## Reading text
COMMENTARY

In Oklahoma, West Virginia, Kentucky and other conservative states, teachers have led innovative forms of resistance. The following are the lessons I take from the Sooner State’s nine-day walkout. In a nutshell, educators should celebrate the walkout’s victories, put divisiveness aside and organize a Big Tent response to the disastrous last decade.

Progress requires unity

First, unity is required for progress toward a meaningfully better future. Many rank-and-file teachers are frustrated with the decisions to return to school, but several key points must be emphasized:

  • In the beginning, it took both the threat of a walkout and an initiative petition to raise the gross production tax incentive rate on oil and gas to persuade the Legislature to increase teachers’ wages.
  • Now, energies must be devoted to defeating an initiative backed by former U.S. Sen. Tom Coburn that would de-fund the pay increase.
  • This effort has great potential for building unity among education allies and dividing their opponents. (The same applies to the need for citizen actions to end the constitutional requirement for a 75 percent supermajority to raise taxes and to curtail extreme gerrymandering.)

Rows from a dataset
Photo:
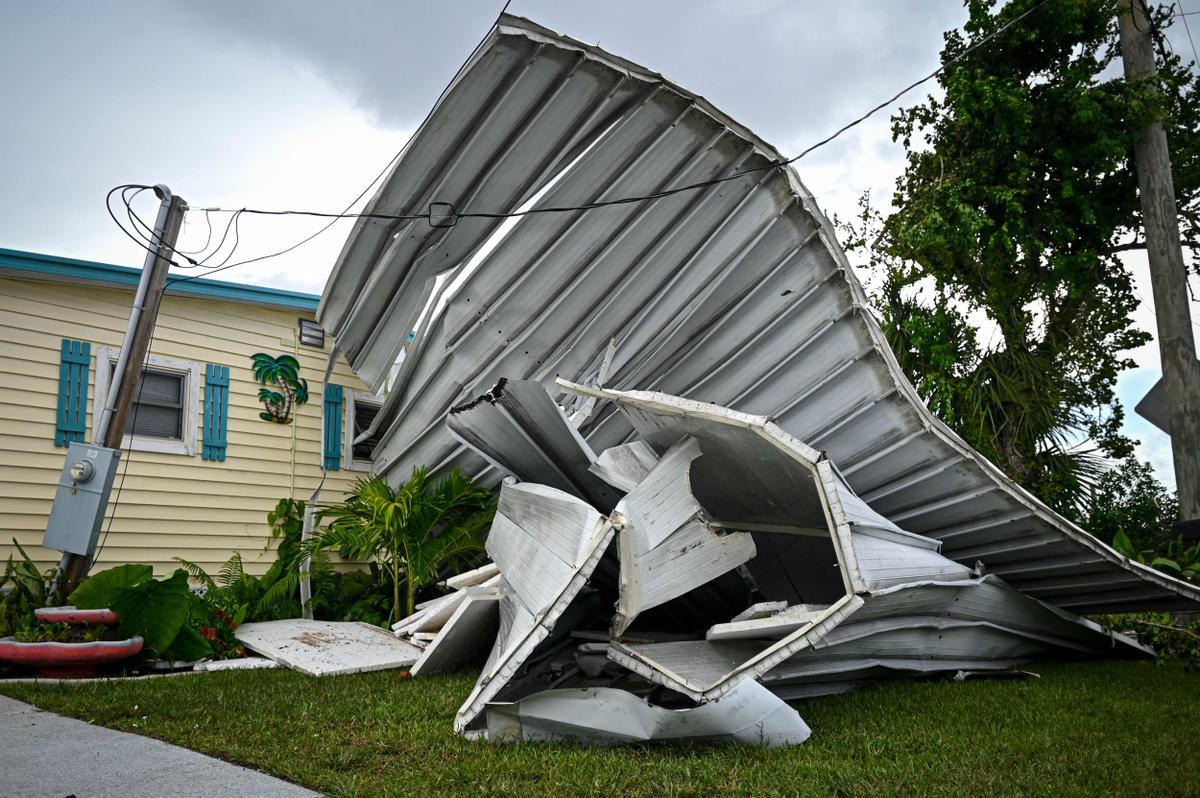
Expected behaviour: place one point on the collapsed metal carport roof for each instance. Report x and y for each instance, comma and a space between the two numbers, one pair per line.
737, 294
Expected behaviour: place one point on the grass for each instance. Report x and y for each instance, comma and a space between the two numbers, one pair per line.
1080, 730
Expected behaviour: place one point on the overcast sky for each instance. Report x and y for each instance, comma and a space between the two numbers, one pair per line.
299, 103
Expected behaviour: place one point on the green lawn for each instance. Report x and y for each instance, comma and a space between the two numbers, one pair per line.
1080, 730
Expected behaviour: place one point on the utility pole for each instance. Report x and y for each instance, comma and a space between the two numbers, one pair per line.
1168, 276
108, 429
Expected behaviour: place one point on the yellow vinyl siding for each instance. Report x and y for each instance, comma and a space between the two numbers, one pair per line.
171, 505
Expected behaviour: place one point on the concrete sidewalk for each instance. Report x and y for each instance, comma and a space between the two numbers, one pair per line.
42, 754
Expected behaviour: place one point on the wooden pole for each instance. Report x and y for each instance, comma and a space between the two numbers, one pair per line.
75, 568
1168, 274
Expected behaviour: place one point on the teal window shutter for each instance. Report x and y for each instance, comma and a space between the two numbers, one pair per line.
216, 411
333, 449
72, 418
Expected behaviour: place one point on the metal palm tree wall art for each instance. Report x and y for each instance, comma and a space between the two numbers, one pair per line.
283, 387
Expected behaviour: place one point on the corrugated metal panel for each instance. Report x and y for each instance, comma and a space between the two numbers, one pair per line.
546, 544
737, 294
171, 505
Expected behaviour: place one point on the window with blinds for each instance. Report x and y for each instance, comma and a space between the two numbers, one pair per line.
157, 408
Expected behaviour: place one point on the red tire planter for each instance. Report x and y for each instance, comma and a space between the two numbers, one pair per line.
69, 660
72, 616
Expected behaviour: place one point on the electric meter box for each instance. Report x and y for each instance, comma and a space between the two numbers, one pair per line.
82, 498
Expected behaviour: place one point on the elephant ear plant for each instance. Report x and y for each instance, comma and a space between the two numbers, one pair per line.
283, 373
412, 532
156, 610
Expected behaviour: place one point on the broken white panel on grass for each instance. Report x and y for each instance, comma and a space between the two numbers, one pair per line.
519, 429
327, 647
625, 466
749, 715
466, 639
240, 664
666, 546
759, 477
546, 544
472, 577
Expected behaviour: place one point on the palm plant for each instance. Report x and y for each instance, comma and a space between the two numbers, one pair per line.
283, 372
412, 532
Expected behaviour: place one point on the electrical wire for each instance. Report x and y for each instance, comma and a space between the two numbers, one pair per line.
453, 215
335, 217
129, 450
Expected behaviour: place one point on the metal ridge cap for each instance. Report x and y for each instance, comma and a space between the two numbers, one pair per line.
57, 268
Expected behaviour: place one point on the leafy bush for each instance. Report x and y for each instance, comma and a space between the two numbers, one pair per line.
1129, 499
160, 611
1173, 642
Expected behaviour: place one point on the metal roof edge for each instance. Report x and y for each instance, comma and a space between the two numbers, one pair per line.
58, 268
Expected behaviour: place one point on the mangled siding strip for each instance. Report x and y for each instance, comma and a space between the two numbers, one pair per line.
473, 577
520, 430
739, 295
466, 639
625, 466
774, 627
437, 612
666, 547
748, 715
761, 610
546, 545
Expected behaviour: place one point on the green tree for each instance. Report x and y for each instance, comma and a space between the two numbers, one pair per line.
1128, 499
1018, 197
412, 531
283, 372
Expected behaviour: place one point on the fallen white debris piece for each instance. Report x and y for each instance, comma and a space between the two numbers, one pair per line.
241, 664
325, 647
465, 640
473, 577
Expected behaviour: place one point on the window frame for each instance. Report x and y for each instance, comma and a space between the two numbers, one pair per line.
349, 401
191, 411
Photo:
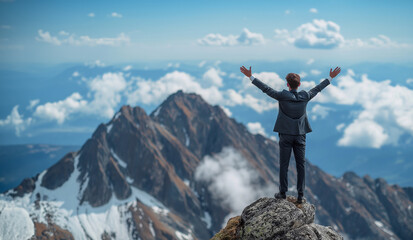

## List of tasks
**a)** Can you rewrite the paragraph of the commentary that begins "In Oklahoma, West Virginia, Kentucky" as a short bulleted list, keeping its main facts?
**b)** Answer these questions from the commentary:
(i) How many days did the walkout in Oklahoma last?
(ii) Who backed the initiative that would de-fund the pay increase?
(iii) What size of supermajority does the constitution require to raise taxes?
**c)** According to the commentary, why should energies now go toward defeating the Coburn-backed initiative?

## Answers for the tasks
**a)**
- Teachers in Oklahoma, West Virginia, Kentucky and other conservative states have led innovative forms of resistance.
- The writer draws lessons from Oklahoma's nine-day walkout.
- Educators should celebrate the walkout's victories, set aside divisiveness and organize a Big Tent response to the disastrous last decade.

**b)**
(i) Nine days.
(ii) Former U.S. Sen. Tom Coburn.
(iii) A 75 percent supermajority.

**c)** The initiative would de-fund the teachers' pay increase. The effort to defeat it also has great potential to build unity among education allies and divide their opponents.